**TEXT SEGMENT**
····················
We have very frequent maintenance and some of them are many times unplanned. And therefore, we are mining different areas, and we cannot tell in advance where we are going to mine. And therefore, we are going to have an uncertainty on the grades. However, we have good position on what the grades are in the rock. And therefore, we can say with a lot of confidence that we're going to be around 0.25, 2017 through 2019.
And this is a long time we were on these grades. Since 2012, we have been higher up in the pits, and we have a positive grade profile here. So it's not a surprise to anyone that we are on 0.26 now in the first half of the year. The mine plan for 2017 have been has been slightly adjusted. So we think that we are going to if the crusher 285 is working reasonably well, we are going to take more of the higher grade stuff in the second half, so slightly higher than the EUR 0.25, which is a long term indication.
It does not change the guidance, but more of the timing on it. Gaertenbei, we have announced earlier very, very big increases in the ore reserve. And since we're normally saying that the guidance on grade is to look at the ore reserve, but this is not true in F and A. The bigger additions are after 2,030 or after 2025 or something. And therefore, we are going to be on the average grades of the reserve before the big additions we did earlier on this year.
Kevitsa is basically continuing. We're very pleased with Kevitsa and nothing much to talk about there. Bulidin area, exceptional ore grades because a lot of underground, more than normal and long term underground percentage from underground mines with high grades. And then we are going to stop the main conveyor belt in Aitik, which we don't use do very often. So we are going to have a week of standstill of the main conveyor and quite a lot of maintenance in the mines.
It's coincidence. And therefore, when they are coming together, we say that Q3 will have more than normal kind of stops. Smelters have been through the big maintenance of this year, but we have some remaining. We're going to have an impact in Q3 of about SEK 50,000,000, so much less than the SEK 260,000,000 we had this quarter. And we have unfortunately discovered a problem in the dome of the roaster in Oda.
That's the roof or the top part of the big roaster furnace. And we have to take that in Q4, and it will have an impact of SEK 135,000,000 which has not been reported earlier. CapEx 2017, no change on the guidance. If we summarize, I think what we are seeing here is stable company with mines and smelters, base metals and pressures. And we are in it at a time when €680,000,000 of negative terms could be compensated by mines and smelters and, of course, the work on operational efficiency.
····················
**EXCERPTED RECORDS**
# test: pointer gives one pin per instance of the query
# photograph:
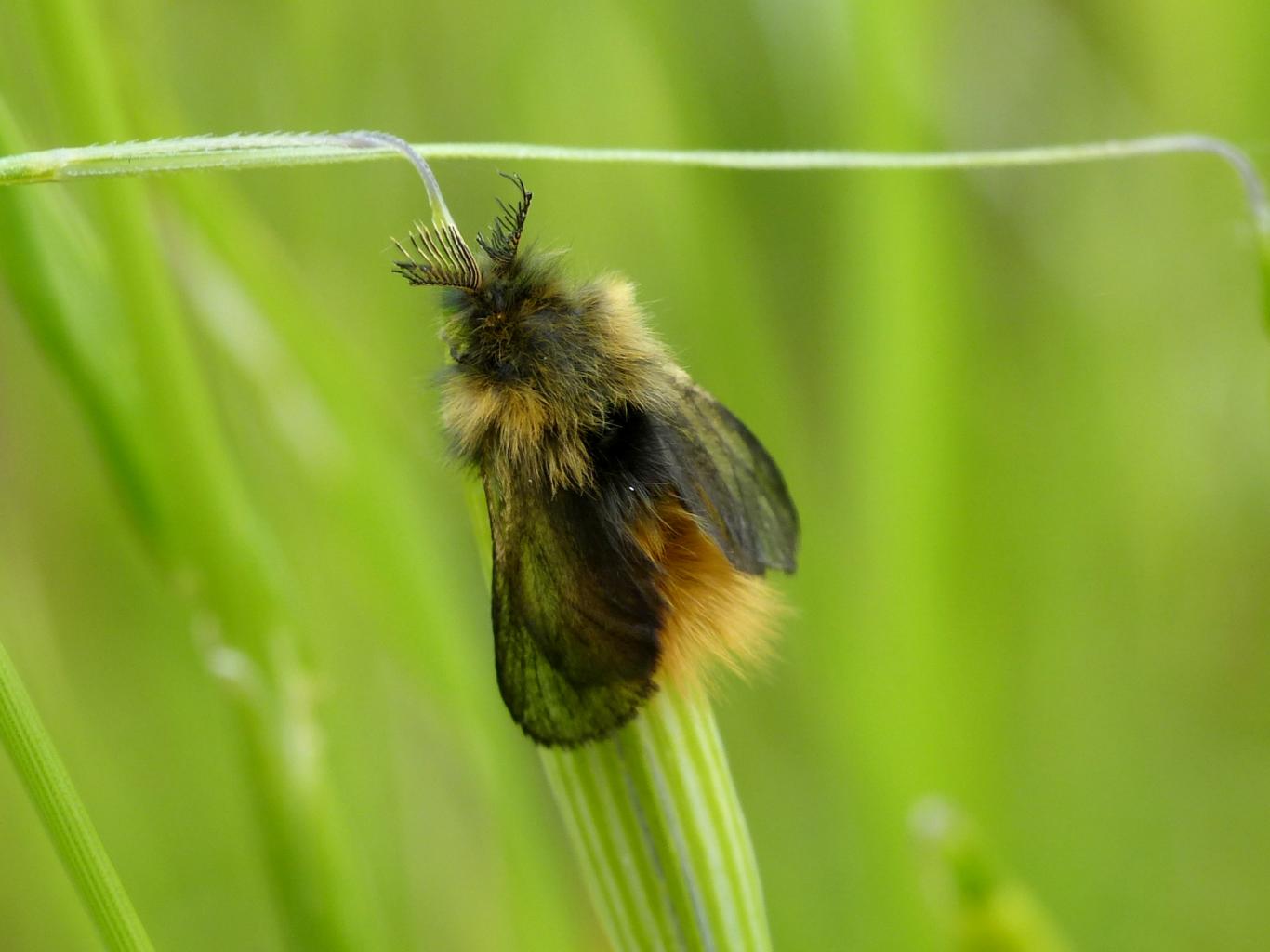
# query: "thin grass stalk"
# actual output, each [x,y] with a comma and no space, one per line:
[658,829]
[291,149]
[205,534]
[62,813]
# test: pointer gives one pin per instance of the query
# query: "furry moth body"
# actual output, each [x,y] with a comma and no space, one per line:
[632,516]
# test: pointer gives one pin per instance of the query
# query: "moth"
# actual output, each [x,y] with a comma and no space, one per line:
[632,516]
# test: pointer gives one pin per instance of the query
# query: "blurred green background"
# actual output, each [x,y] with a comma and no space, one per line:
[1024,413]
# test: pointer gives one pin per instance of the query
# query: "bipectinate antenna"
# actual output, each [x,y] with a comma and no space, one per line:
[504,233]
[437,253]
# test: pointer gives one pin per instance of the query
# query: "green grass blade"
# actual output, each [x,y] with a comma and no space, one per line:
[658,829]
[63,815]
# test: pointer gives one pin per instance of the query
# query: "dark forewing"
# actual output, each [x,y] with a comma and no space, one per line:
[729,483]
[575,615]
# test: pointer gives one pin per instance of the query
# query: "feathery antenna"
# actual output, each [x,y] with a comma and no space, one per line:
[443,257]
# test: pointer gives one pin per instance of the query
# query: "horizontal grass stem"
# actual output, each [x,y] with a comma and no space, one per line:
[287,149]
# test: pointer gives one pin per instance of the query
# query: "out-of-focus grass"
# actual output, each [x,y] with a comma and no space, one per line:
[1024,416]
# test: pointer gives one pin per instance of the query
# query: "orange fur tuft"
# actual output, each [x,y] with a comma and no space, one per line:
[717,614]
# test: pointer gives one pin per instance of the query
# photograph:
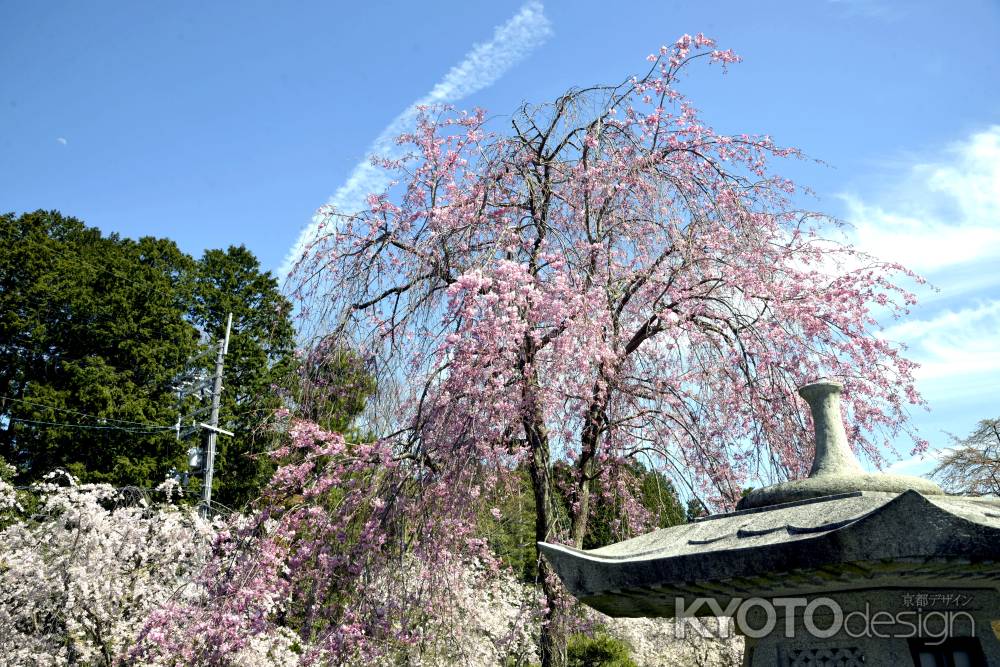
····················
**REQUIRED TASK**
Resume the remarks on mine grades and smelter maintenance, continuing from their last sentence.

**RESPONSE TO THIS EXERCISE**
I think the grades in Aitik are impressed even there. We have the long term development to better grades, which has been communicated with 0.25 in the 3 years. And we have sort of a trend now where we take a bit more of the high grade stuff in the second half of this year and Q2. Maintenance shutdowns, you know all about. Another one in order, I regret that.
And I would say even if the negatives are compared to Q1 in terms, The general macro is looking quite good, and we are on a reasonable level or a quite good level in the combined picture market terms. With that, Sophie, could you tell something about future planning and then take us into the Q and A session?
Yes. Thank you, Lennart. We are very pleased to invite you to our Capital Markets Day. We will have it in Stockholm on 20 1st November and then going to Kevitsa and look at our newest mine on 22nd November. And we will post more information on this on our website.
So with that, we will open up for questions from our telephone conference. So please, operator?
Thank
you. Our first question comes from Alan Gabriel of Morgan Stanley.
Two questions, if I may. The first one on Aitik, Lennard. Is it possible to give us a trajectory of the grades? Where do we go from 29 basis points in Q2 for Q3, Q4? And then does it mean that 2018 2019 we're going to be in the 23 basis point range?
Do you have visibility that far out? And the second question is on capital allocation. Clearly, your net debt is coming down much quicker than what we in the market are expecting. How would you prioritize now between cash returns to shareholders and growth, I. E, organic and M and A?
And I'll leave it there.
First, on Aitik, I think I was quite elaborate on it. We have an average grade of 0.25 for the 3 years. We have had a high grade in Q2. We are indicating a high grade in Q3 and Q4. And if that happens, it will be sort of mathematical, where it will be lower in the years after.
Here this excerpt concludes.